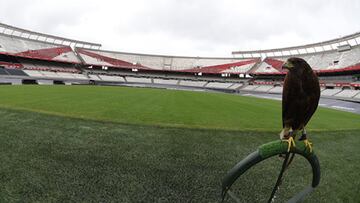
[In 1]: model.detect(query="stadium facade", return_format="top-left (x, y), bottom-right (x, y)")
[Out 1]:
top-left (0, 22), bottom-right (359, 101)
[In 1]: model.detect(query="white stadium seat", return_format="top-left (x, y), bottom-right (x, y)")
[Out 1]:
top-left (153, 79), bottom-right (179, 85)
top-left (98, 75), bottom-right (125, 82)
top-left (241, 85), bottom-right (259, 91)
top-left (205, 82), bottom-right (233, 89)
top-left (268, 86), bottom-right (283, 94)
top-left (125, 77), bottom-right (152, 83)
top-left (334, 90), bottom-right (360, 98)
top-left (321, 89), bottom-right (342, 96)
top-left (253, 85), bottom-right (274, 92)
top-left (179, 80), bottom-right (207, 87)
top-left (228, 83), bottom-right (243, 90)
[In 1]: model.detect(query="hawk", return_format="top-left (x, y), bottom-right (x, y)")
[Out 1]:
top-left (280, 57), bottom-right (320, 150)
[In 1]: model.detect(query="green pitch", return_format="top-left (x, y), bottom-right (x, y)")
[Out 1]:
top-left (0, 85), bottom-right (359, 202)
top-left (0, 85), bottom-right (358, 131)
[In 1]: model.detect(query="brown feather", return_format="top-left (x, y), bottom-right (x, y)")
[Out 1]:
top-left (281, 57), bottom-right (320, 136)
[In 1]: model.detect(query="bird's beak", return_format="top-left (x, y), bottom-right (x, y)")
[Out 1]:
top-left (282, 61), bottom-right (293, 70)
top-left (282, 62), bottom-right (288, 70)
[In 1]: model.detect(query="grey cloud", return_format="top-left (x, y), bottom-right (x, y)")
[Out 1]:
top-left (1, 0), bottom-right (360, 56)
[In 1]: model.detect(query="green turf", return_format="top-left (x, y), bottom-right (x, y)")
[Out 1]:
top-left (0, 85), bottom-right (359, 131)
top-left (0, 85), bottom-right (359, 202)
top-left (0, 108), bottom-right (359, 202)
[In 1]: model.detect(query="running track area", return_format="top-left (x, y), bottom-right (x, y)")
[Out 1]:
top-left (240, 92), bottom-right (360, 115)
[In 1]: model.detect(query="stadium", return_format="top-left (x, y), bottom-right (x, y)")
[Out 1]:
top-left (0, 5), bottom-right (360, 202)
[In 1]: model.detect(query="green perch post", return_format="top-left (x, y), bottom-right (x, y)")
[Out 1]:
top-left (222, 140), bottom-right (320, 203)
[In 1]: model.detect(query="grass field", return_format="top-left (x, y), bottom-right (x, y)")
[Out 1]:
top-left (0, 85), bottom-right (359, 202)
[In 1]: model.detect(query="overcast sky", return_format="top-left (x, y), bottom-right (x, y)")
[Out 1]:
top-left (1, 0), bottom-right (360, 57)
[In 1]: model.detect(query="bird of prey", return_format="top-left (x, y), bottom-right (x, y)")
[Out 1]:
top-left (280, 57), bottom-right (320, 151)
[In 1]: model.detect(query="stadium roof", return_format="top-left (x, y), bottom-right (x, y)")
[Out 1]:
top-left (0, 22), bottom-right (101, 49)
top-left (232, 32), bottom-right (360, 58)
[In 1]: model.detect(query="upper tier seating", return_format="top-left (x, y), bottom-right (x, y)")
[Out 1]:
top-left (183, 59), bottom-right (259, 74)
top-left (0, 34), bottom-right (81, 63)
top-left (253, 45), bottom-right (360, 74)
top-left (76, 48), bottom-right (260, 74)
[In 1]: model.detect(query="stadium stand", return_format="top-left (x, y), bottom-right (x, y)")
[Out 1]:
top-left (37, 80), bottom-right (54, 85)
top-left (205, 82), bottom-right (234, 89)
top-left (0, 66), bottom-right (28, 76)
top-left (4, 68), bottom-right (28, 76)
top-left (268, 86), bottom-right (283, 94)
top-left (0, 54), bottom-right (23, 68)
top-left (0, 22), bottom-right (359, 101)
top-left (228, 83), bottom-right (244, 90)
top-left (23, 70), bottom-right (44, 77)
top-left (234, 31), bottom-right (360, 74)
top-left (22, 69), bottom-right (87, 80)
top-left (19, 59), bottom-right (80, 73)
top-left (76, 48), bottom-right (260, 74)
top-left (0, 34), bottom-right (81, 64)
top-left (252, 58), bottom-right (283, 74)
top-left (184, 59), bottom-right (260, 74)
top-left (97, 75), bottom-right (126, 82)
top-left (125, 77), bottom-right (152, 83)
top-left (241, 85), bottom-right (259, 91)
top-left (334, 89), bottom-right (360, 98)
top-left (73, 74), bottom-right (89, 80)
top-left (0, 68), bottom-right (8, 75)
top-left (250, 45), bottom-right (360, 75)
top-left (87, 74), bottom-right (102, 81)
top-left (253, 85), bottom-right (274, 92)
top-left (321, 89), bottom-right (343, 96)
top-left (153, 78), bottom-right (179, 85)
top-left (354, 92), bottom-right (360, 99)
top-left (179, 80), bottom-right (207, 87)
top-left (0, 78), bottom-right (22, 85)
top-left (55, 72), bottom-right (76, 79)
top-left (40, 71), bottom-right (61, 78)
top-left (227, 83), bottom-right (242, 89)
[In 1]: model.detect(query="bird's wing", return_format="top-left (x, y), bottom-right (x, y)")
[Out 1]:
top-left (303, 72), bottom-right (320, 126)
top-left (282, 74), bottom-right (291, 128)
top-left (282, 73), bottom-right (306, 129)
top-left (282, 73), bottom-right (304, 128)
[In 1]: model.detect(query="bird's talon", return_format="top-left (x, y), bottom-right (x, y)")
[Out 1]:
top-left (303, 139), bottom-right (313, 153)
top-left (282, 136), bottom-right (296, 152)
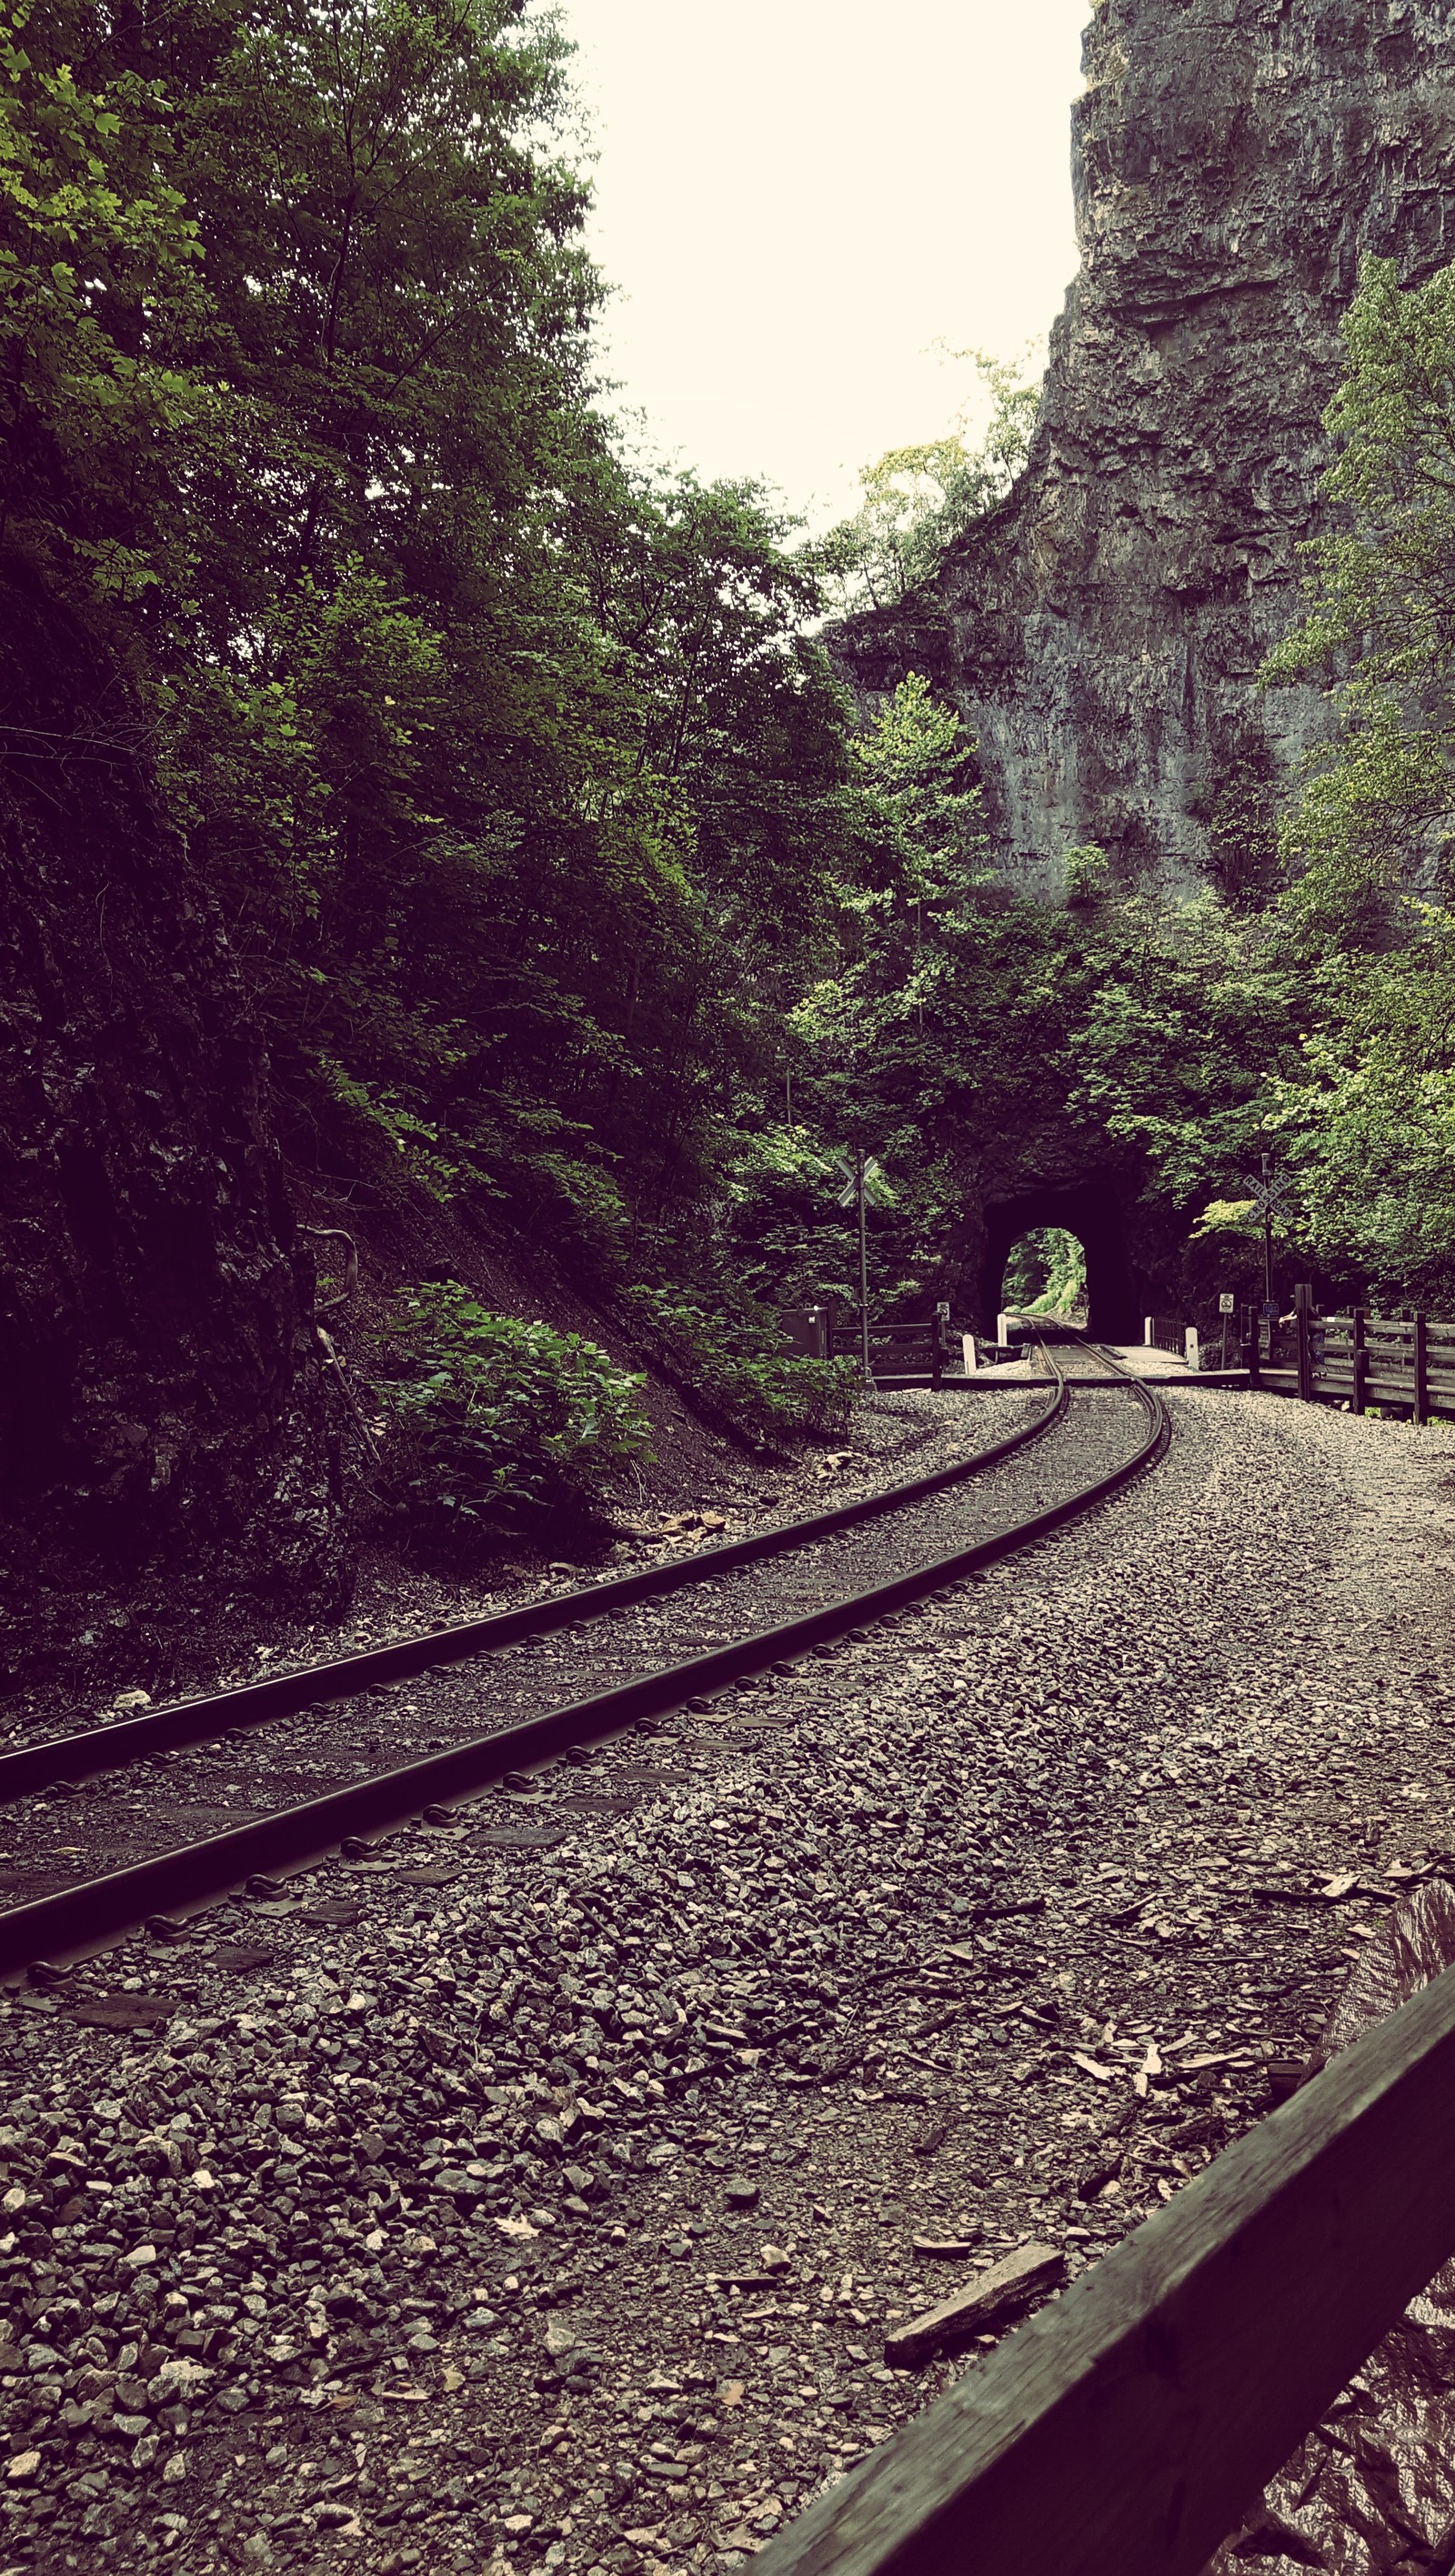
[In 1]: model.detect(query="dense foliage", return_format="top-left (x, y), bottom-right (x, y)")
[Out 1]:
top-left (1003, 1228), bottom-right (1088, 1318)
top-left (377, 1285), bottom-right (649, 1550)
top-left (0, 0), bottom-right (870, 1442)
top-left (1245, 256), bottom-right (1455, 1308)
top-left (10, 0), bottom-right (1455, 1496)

◇ ◇ ◇ ◇

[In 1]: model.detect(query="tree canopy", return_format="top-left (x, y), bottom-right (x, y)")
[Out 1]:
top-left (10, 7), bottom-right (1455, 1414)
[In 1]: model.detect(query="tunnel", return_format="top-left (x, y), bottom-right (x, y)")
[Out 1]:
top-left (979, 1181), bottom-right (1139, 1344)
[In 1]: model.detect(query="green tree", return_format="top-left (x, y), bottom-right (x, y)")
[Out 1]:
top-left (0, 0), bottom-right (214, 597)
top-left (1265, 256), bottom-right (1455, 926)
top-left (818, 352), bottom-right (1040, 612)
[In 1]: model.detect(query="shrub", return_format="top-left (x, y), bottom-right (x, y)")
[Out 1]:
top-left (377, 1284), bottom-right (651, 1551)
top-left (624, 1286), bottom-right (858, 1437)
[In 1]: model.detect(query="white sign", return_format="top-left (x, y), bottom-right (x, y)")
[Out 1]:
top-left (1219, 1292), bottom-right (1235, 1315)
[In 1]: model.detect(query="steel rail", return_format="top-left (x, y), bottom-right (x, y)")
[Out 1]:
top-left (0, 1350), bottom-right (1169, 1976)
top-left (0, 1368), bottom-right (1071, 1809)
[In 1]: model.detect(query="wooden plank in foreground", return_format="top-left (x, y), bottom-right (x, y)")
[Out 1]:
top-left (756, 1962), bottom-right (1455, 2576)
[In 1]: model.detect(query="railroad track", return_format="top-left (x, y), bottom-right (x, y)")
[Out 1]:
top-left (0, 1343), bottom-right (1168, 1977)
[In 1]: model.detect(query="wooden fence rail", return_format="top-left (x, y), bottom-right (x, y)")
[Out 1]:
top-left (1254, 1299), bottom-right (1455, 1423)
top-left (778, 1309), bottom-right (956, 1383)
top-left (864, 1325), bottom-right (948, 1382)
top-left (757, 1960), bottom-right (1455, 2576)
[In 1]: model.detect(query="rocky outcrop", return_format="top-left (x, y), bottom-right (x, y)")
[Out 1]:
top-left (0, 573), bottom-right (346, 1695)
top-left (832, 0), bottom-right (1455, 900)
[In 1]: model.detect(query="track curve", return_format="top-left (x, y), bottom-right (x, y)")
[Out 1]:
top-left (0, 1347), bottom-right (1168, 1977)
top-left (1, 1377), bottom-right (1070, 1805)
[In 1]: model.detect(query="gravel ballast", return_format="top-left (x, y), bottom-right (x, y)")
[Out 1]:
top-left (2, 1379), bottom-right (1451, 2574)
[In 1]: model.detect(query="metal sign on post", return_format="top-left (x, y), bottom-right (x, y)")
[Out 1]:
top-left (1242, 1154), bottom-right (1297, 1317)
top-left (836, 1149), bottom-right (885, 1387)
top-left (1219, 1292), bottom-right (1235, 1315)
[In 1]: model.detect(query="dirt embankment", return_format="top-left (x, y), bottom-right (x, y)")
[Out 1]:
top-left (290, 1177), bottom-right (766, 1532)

◇ ◇ ◇ ◇

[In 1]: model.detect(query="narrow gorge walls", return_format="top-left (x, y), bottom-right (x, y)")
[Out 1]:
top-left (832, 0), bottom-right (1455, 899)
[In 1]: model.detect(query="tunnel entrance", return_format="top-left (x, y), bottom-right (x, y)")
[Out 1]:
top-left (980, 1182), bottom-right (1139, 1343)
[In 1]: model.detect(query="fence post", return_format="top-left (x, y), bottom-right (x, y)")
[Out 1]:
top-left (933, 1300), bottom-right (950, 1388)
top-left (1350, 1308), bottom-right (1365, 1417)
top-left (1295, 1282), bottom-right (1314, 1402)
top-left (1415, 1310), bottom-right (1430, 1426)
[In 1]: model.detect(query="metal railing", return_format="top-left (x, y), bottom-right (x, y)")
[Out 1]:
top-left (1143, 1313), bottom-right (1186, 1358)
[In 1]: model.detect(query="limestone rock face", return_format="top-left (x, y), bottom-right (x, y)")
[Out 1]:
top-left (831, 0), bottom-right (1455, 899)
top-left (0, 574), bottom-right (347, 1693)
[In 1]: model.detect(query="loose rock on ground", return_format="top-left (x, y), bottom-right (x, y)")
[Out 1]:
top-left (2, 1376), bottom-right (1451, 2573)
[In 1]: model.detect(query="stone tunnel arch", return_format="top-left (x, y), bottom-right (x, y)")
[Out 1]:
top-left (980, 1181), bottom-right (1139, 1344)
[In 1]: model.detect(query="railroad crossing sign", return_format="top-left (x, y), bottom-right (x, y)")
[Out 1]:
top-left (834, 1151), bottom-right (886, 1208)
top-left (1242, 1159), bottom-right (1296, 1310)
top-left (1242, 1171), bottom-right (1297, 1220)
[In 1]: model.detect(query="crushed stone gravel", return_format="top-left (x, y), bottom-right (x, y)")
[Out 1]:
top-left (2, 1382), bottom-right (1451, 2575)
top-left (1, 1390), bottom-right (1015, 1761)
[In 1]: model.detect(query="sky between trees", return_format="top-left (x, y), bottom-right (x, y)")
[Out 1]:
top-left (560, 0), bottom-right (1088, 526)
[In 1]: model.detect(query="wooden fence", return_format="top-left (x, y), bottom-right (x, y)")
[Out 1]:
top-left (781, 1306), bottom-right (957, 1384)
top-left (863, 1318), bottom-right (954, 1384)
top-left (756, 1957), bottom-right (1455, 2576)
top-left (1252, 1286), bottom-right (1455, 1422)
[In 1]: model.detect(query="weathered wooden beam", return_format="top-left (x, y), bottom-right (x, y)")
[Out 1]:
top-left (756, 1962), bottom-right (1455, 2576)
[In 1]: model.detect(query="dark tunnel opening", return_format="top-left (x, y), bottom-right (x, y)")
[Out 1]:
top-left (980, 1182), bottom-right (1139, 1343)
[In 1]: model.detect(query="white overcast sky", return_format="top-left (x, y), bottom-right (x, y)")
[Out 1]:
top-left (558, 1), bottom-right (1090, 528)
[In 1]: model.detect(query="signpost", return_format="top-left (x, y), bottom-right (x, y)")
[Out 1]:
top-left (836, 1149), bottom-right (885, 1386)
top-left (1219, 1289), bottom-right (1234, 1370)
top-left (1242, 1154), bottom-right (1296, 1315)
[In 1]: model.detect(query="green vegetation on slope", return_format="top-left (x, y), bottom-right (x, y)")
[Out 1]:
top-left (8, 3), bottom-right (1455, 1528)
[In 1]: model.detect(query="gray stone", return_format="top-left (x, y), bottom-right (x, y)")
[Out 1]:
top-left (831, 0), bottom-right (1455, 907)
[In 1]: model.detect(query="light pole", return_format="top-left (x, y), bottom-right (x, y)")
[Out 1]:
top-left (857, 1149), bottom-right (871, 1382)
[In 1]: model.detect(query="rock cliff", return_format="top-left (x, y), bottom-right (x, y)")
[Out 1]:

◇ ◇ ◇ ◇

--- Work instruction ---
Please copy out each line of the listing above that contains the string "overcast".

--- Reply to the task ---
[In 1]: model.detect(query="overcast sky", return_format="top-left (x, y), bottom-right (x, y)")
[In 1]: model.detect(query="white overcast sky", return_format="top-left (x, y), bottom-right (x, y)")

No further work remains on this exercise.